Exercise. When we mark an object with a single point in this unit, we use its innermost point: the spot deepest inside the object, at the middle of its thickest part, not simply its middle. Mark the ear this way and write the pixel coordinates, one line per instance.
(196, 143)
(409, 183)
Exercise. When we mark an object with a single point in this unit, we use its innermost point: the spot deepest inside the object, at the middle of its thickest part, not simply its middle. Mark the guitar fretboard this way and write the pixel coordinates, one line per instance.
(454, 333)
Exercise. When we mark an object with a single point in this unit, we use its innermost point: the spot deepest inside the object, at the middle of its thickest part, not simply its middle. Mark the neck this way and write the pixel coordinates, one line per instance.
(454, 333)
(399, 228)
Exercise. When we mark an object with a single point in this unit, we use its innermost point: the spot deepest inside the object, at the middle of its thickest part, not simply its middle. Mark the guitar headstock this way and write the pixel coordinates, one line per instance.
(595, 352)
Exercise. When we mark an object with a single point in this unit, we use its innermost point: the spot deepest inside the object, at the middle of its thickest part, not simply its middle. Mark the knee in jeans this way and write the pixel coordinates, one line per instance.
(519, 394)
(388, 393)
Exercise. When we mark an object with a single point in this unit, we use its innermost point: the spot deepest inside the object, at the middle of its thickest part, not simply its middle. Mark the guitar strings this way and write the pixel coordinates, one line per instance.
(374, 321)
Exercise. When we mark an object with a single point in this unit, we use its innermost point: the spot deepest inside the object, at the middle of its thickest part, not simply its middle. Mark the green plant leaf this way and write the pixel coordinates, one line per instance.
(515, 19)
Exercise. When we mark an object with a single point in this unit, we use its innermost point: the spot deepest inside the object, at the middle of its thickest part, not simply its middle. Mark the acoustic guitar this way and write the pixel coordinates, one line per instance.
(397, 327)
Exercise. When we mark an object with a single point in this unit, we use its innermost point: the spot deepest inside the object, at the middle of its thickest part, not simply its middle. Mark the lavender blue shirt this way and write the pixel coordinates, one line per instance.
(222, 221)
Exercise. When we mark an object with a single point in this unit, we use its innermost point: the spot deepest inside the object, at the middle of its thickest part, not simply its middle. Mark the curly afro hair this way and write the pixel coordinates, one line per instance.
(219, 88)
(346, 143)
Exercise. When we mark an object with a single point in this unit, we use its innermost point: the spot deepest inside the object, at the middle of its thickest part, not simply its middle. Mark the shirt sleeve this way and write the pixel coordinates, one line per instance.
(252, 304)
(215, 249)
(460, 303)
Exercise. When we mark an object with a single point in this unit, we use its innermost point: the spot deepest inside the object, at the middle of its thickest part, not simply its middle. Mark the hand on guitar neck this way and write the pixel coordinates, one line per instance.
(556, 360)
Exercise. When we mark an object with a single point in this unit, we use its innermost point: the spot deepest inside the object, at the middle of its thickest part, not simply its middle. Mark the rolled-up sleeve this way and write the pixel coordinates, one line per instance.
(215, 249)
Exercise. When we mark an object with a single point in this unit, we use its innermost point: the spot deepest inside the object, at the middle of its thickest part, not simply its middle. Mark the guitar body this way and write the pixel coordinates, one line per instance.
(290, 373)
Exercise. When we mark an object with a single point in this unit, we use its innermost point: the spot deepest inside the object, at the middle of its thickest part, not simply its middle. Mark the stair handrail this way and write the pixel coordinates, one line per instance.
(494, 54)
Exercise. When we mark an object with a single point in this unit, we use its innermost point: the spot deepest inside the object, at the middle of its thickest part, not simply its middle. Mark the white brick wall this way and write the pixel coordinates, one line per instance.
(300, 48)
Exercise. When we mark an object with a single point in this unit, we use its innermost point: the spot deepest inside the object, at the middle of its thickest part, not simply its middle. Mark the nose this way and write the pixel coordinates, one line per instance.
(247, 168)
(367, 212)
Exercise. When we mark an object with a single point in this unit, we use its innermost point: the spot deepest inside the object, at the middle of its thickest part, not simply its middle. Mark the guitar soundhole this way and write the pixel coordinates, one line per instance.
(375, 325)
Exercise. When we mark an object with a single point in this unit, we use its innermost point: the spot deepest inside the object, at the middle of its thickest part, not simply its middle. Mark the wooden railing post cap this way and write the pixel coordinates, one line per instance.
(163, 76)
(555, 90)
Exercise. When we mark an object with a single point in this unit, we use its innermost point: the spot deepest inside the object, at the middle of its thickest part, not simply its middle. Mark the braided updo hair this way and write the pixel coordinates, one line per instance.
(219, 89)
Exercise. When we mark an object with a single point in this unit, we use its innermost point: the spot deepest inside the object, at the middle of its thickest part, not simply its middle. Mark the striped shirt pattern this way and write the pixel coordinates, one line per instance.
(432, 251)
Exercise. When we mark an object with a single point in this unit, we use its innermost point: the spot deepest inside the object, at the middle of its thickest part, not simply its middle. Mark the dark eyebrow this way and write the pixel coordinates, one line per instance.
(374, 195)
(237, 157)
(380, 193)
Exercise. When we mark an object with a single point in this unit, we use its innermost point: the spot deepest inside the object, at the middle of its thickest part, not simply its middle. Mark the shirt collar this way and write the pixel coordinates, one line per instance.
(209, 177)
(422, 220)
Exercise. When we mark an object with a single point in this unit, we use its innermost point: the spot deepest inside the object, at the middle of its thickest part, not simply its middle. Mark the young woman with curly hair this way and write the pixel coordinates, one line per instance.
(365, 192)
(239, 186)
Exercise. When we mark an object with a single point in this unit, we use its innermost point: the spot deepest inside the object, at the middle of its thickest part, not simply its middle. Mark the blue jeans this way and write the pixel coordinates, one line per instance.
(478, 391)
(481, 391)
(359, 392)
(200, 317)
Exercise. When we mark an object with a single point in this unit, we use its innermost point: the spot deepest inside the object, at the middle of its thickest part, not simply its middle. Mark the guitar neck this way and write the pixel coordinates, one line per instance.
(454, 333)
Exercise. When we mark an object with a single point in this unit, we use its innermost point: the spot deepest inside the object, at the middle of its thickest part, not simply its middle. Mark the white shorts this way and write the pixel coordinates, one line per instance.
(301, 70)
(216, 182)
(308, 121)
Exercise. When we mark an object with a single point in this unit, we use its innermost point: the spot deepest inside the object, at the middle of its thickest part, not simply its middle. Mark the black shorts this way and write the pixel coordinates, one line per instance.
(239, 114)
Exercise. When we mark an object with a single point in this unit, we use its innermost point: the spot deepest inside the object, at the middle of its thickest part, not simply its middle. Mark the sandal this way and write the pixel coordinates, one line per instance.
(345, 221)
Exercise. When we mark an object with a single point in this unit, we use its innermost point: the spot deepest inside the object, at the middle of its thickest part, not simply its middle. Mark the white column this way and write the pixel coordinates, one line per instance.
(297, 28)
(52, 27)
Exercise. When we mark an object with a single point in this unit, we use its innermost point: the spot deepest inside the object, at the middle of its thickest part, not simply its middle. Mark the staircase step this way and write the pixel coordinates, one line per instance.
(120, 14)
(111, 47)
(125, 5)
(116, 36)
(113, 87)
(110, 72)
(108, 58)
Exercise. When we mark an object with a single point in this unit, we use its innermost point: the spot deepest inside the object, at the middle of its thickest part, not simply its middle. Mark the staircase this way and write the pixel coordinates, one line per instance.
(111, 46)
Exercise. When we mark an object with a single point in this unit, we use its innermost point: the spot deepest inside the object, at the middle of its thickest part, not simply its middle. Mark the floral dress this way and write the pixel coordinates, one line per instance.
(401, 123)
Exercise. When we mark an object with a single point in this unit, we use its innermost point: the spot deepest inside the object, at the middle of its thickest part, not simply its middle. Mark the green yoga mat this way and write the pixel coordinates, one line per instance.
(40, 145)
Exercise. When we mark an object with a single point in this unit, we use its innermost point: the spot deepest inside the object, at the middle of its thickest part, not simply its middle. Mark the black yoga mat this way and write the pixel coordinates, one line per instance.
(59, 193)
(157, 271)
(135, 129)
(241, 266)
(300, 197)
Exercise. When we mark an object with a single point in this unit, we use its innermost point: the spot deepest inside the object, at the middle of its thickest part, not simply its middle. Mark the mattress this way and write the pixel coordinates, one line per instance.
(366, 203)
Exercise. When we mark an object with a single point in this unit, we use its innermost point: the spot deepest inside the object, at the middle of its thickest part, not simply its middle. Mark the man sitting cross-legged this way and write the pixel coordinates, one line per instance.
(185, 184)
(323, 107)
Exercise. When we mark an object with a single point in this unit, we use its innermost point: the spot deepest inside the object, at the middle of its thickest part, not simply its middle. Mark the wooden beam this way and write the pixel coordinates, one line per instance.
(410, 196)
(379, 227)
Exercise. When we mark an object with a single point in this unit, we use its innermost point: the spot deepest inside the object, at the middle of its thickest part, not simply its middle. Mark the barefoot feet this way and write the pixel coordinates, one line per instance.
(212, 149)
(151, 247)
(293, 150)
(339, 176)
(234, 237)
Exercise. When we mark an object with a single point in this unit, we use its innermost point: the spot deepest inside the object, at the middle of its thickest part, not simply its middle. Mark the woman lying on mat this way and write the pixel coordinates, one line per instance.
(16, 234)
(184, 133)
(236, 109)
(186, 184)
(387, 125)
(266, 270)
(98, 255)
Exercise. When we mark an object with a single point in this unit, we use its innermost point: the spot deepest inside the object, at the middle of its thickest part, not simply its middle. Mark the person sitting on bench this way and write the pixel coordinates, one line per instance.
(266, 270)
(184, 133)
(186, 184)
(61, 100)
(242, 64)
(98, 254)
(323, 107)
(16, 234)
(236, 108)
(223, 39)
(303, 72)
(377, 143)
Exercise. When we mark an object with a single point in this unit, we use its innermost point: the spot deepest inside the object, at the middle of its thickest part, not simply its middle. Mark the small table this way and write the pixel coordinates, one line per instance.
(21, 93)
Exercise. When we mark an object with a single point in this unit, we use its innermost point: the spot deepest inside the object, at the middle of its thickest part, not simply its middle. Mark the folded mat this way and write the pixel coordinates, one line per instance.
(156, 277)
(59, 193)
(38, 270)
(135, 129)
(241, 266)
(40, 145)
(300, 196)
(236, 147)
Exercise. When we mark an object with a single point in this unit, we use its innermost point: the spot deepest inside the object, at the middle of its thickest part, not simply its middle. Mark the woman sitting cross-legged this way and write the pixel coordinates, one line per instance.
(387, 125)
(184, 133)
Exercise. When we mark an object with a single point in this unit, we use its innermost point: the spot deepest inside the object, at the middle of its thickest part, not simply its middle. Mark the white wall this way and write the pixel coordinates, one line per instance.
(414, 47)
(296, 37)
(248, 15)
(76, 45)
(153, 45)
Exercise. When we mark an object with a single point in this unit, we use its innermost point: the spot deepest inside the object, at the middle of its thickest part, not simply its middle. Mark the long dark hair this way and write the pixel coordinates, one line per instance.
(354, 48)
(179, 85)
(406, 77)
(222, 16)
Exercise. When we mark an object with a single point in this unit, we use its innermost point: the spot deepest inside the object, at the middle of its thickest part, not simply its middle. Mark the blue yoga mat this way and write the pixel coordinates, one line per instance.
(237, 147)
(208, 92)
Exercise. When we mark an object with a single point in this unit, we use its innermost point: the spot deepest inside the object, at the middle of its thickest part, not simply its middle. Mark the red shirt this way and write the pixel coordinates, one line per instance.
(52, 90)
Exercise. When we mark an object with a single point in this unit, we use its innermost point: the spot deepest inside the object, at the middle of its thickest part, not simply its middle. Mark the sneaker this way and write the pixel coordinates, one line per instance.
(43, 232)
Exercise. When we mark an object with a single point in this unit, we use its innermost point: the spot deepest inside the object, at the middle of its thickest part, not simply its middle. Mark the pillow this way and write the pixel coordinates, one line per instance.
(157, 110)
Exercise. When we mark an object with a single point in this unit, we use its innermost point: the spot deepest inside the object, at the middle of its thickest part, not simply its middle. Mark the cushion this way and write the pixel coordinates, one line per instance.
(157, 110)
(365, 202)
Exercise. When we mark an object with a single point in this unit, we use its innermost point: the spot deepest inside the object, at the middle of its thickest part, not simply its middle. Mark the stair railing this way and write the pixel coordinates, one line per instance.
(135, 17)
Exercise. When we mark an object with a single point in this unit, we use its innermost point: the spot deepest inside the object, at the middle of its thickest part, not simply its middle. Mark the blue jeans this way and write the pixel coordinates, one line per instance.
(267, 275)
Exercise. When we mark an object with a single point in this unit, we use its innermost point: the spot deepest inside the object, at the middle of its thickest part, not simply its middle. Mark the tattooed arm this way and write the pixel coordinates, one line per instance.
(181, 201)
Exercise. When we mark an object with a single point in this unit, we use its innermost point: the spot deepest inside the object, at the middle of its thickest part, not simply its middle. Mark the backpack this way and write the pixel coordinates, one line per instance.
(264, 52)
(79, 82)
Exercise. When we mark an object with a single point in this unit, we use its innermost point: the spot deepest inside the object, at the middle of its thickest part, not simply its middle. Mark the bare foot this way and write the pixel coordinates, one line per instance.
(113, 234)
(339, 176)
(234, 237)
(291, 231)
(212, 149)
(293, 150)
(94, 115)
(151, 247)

◆ WORK REQUEST
Your answer should consist only of the lines from the one that holds "Mark the tattooed" to the end of the entries above, both ends included, each repeated exactly.

◆ SOLUTION FOR THIS PROBLEM
Exercise. When we mark an object with a single point in this unit, we use its innermost point: the spot deepest inside the object, at the middle of its thickest part, not simply its middle. Mark the tattooed arm this way and write the pixel coordinates, one line per instance.
(181, 201)
Exercise. When we mark an object with a single point in this unit, we use its innermost point: the spot deepest inside the object, at the middle of its thickest part, not simply its middle. Mark the backpack this way and write the pixel coordinates, one line per instance.
(264, 52)
(79, 82)
Exercise. When we mark an object with a single point in this unit, we use its innermost point: the spot deepest inside the object, at the middle of its thickest part, not simply its middle. Mark the bare foot this way and write the pixel coordinates, one line per instance.
(113, 234)
(339, 176)
(234, 237)
(291, 231)
(212, 149)
(293, 150)
(94, 115)
(151, 247)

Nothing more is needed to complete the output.